[Task requirements] Locate each line in the records that contains the word "stripe" and copy those lines.
--- start Records supplied ---
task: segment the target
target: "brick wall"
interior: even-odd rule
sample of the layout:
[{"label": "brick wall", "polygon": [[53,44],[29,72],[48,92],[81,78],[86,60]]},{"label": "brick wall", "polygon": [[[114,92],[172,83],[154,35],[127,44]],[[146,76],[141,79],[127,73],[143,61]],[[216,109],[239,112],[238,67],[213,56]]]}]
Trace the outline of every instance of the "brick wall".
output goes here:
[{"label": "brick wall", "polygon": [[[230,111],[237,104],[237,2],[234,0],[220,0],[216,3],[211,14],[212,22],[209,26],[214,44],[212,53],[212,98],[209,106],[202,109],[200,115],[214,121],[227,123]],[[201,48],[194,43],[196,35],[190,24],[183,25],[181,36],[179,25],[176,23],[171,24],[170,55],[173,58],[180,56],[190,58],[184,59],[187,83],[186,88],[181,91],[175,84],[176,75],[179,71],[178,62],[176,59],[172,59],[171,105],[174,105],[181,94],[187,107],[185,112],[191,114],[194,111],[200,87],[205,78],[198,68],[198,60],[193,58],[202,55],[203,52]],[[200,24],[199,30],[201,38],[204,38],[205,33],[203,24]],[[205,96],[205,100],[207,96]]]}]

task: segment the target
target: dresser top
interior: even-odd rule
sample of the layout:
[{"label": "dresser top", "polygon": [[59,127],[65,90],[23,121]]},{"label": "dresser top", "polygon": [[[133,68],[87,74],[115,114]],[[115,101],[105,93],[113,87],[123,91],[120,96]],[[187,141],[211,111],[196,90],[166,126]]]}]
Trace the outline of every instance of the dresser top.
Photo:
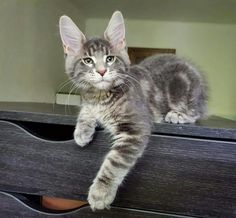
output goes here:
[{"label": "dresser top", "polygon": [[[79,108],[45,103],[0,102],[0,119],[60,125],[75,125]],[[196,124],[155,123],[153,133],[236,140],[236,121],[211,116]]]}]

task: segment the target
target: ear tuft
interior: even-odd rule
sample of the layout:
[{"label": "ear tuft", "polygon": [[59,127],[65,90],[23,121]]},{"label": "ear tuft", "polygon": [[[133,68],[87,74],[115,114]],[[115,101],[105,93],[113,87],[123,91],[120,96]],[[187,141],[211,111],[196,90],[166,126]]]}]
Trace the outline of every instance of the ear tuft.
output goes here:
[{"label": "ear tuft", "polygon": [[61,40],[66,54],[79,54],[86,41],[84,34],[70,17],[63,15],[59,20]]},{"label": "ear tuft", "polygon": [[104,38],[108,40],[116,51],[125,49],[125,24],[120,11],[115,11],[104,32]]}]

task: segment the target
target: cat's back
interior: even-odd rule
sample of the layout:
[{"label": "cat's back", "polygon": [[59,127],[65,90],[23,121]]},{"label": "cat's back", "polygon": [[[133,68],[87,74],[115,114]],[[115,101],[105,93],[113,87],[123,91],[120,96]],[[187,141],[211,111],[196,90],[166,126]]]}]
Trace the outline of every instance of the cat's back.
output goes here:
[{"label": "cat's back", "polygon": [[157,71],[159,73],[173,72],[176,66],[186,68],[190,65],[183,59],[174,54],[157,54],[144,59],[139,66],[144,67],[150,71]]},{"label": "cat's back", "polygon": [[156,82],[168,83],[172,78],[180,75],[190,80],[202,80],[200,71],[192,63],[174,54],[148,57],[139,66],[146,69]]}]

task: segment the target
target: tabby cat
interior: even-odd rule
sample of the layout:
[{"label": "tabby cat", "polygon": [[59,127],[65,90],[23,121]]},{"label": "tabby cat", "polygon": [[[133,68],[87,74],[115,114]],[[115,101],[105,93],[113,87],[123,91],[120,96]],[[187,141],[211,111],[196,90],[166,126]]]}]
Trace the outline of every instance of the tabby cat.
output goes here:
[{"label": "tabby cat", "polygon": [[92,210],[109,208],[142,156],[153,122],[194,123],[205,115],[205,83],[196,68],[175,55],[153,56],[131,66],[119,11],[101,38],[87,39],[67,16],[59,26],[66,73],[82,97],[74,139],[87,145],[97,124],[112,136],[88,193]]}]

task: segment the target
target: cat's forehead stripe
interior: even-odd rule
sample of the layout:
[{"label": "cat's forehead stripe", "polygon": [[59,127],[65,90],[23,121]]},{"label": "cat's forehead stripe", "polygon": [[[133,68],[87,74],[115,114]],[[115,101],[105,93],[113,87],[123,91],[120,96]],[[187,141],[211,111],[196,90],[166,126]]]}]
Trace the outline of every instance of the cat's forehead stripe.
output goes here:
[{"label": "cat's forehead stripe", "polygon": [[110,45],[107,41],[102,39],[90,40],[85,44],[85,50],[87,53],[92,56],[94,53],[101,51],[105,55],[108,55],[110,52]]}]

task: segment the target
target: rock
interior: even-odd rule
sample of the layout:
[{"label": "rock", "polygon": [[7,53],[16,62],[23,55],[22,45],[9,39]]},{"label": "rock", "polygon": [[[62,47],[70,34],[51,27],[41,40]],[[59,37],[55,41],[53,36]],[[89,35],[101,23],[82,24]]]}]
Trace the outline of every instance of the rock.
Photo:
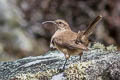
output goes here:
[{"label": "rock", "polygon": [[72,56],[66,69],[64,55],[58,51],[16,61],[0,62],[1,80],[120,80],[120,52],[90,48],[82,60]]}]

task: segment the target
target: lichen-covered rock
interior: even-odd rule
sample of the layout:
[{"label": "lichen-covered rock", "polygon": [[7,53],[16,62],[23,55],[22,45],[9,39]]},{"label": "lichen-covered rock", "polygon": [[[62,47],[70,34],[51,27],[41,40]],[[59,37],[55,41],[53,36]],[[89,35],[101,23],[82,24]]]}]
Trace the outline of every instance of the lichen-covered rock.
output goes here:
[{"label": "lichen-covered rock", "polygon": [[0,62],[1,80],[120,80],[120,52],[93,49],[84,52],[82,60],[72,56],[63,67],[64,55],[50,51],[42,56]]}]

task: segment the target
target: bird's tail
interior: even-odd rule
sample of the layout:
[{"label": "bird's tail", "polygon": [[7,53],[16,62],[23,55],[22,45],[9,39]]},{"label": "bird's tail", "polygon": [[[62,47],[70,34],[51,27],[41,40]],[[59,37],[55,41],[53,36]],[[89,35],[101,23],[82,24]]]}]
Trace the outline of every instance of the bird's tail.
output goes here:
[{"label": "bird's tail", "polygon": [[76,43],[82,42],[88,44],[88,37],[93,33],[97,23],[102,19],[102,15],[97,16],[92,23],[88,25],[88,28],[85,31],[79,31],[76,39]]}]

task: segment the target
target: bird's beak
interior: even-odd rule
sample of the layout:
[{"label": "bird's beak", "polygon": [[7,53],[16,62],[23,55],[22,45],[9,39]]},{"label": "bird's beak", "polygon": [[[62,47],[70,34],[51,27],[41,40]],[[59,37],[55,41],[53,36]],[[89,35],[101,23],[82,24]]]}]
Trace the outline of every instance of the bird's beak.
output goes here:
[{"label": "bird's beak", "polygon": [[53,24],[56,24],[55,21],[45,21],[45,22],[42,22],[42,24],[46,24],[46,23],[53,23]]}]

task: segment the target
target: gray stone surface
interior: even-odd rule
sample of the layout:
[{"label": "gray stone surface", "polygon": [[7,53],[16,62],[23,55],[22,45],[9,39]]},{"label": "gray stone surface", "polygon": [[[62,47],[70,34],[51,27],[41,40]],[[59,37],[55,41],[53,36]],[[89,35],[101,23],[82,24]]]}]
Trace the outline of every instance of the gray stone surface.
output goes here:
[{"label": "gray stone surface", "polygon": [[[48,53],[37,56],[27,57],[16,61],[0,62],[0,79],[1,80],[43,80],[43,78],[20,78],[22,76],[34,75],[46,72],[51,69],[63,67],[64,55],[58,51],[49,51]],[[77,66],[77,68],[75,68]],[[78,69],[79,68],[79,69]],[[76,72],[72,73],[72,70]],[[83,72],[82,72],[83,71]],[[82,61],[79,56],[72,56],[64,72],[58,72],[52,75],[51,80],[120,80],[120,52],[106,51],[103,49],[91,49],[84,52]],[[71,76],[74,75],[74,76]],[[77,78],[75,78],[77,76]],[[29,76],[27,76],[29,77]]]}]

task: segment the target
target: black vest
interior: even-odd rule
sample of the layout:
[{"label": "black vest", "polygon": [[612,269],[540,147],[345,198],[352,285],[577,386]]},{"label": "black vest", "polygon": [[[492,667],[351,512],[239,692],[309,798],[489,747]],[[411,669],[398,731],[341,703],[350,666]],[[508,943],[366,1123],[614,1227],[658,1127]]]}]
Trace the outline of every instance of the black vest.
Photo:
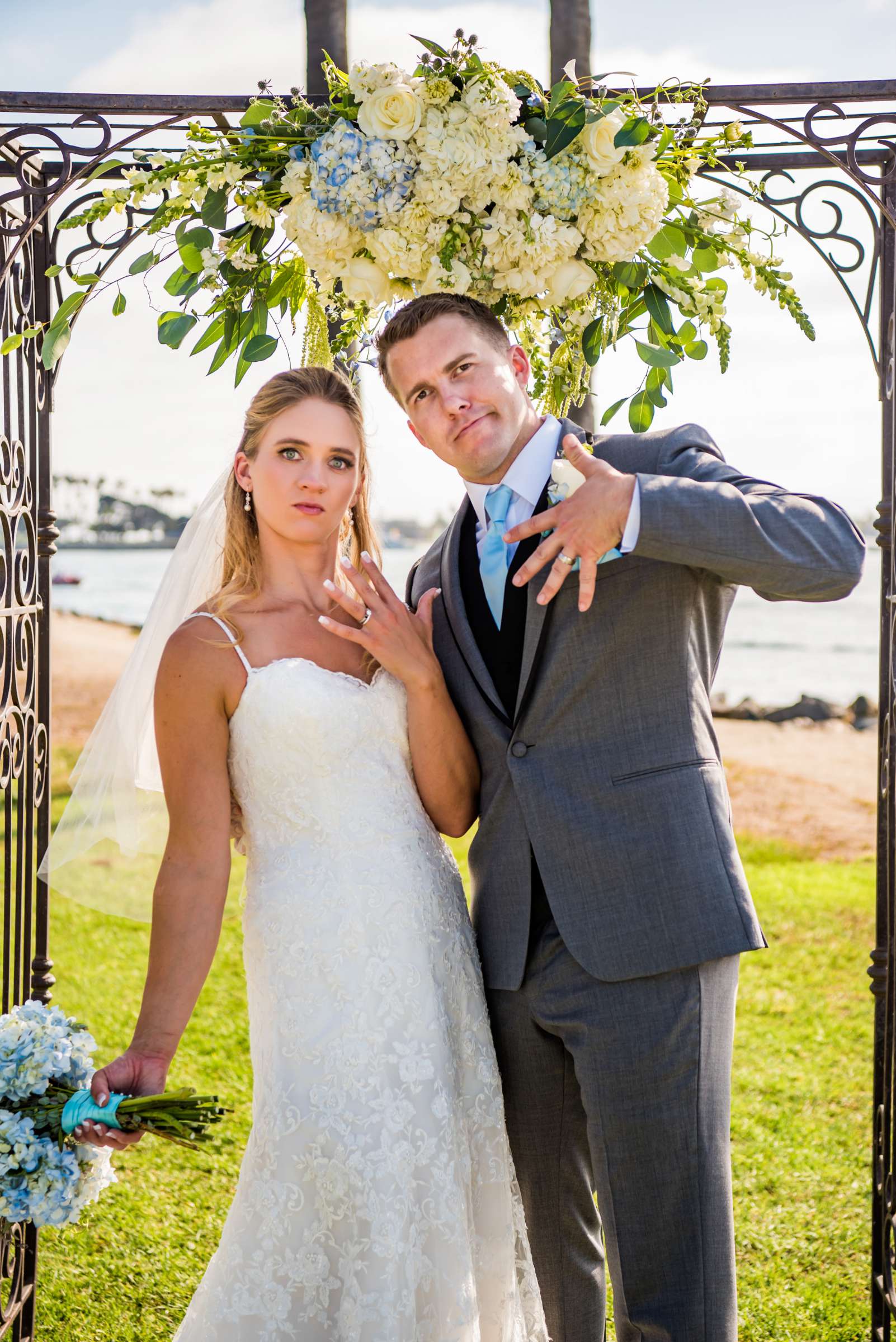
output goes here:
[{"label": "black vest", "polygon": [[[542,490],[542,497],[534,511],[542,513],[547,507],[547,484]],[[504,705],[507,717],[514,718],[516,707],[516,692],[519,690],[519,674],[523,663],[523,640],[526,637],[526,608],[528,604],[528,585],[514,586],[511,578],[514,573],[526,562],[533,550],[537,549],[541,535],[530,535],[516,546],[507,581],[504,585],[504,607],[500,617],[500,629],[492,619],[486,590],[479,573],[479,553],[476,550],[476,510],[467,507],[467,514],[460,529],[460,595],[464,601],[467,620],[472,629],[476,646],[482,652],[483,662],[488,667],[488,674],[495,682],[495,688]],[[531,918],[528,925],[528,943],[551,917],[545,886],[535,863],[535,854],[530,845],[531,856]]]}]

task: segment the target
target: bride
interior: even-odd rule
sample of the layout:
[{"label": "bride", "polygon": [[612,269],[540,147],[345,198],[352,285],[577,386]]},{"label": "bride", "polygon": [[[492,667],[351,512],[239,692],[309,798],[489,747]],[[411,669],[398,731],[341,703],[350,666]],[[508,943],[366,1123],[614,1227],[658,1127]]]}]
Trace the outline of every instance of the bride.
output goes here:
[{"label": "bride", "polygon": [[416,615],[397,599],[368,499],[350,384],[272,377],[227,479],[216,589],[158,663],[149,969],[133,1040],[91,1090],[165,1087],[220,935],[233,798],[254,1072],[233,1201],[173,1342],[547,1338],[440,835],[472,824],[479,766],[432,651],[439,592]]}]

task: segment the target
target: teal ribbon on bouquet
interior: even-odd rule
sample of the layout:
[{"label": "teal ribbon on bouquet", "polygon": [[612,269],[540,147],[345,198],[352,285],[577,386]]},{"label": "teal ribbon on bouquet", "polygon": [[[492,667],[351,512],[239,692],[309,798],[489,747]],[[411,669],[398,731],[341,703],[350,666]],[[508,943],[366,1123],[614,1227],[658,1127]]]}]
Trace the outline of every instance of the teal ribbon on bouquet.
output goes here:
[{"label": "teal ribbon on bouquet", "polygon": [[107,1127],[121,1127],[115,1110],[123,1099],[127,1099],[127,1095],[113,1091],[106,1104],[98,1104],[90,1090],[75,1091],[63,1104],[59,1119],[63,1133],[71,1133],[86,1118]]}]

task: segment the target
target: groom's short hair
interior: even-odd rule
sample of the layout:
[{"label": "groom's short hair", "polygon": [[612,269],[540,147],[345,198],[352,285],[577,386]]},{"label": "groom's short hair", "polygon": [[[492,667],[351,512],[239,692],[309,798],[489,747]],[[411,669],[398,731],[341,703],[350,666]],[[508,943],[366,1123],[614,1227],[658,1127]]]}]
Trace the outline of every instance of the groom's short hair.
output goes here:
[{"label": "groom's short hair", "polygon": [[463,317],[464,321],[476,326],[496,349],[507,349],[510,345],[507,331],[491,307],[486,307],[478,298],[467,298],[465,294],[421,294],[420,298],[412,298],[386,322],[377,337],[380,376],[398,405],[401,405],[401,397],[396,384],[389,377],[389,350],[398,341],[410,340],[436,317]]}]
--- end Records supplied ---
[Exercise response]
target: cat's forehead stripe
[{"label": "cat's forehead stripe", "polygon": [[59,127],[65,90],[23,121]]},{"label": "cat's forehead stripe", "polygon": [[[133,68],[87,74],[115,114]],[[115,101],[105,93],[113,87],[123,91],[120,96]],[[187,141],[211,111],[196,90],[166,126]]]}]
Trace the outline of every instance of the cat's forehead stripe.
[{"label": "cat's forehead stripe", "polygon": [[110,45],[107,41],[102,39],[90,40],[85,44],[85,50],[87,53],[92,56],[94,53],[101,51],[105,55],[108,55],[110,52]]}]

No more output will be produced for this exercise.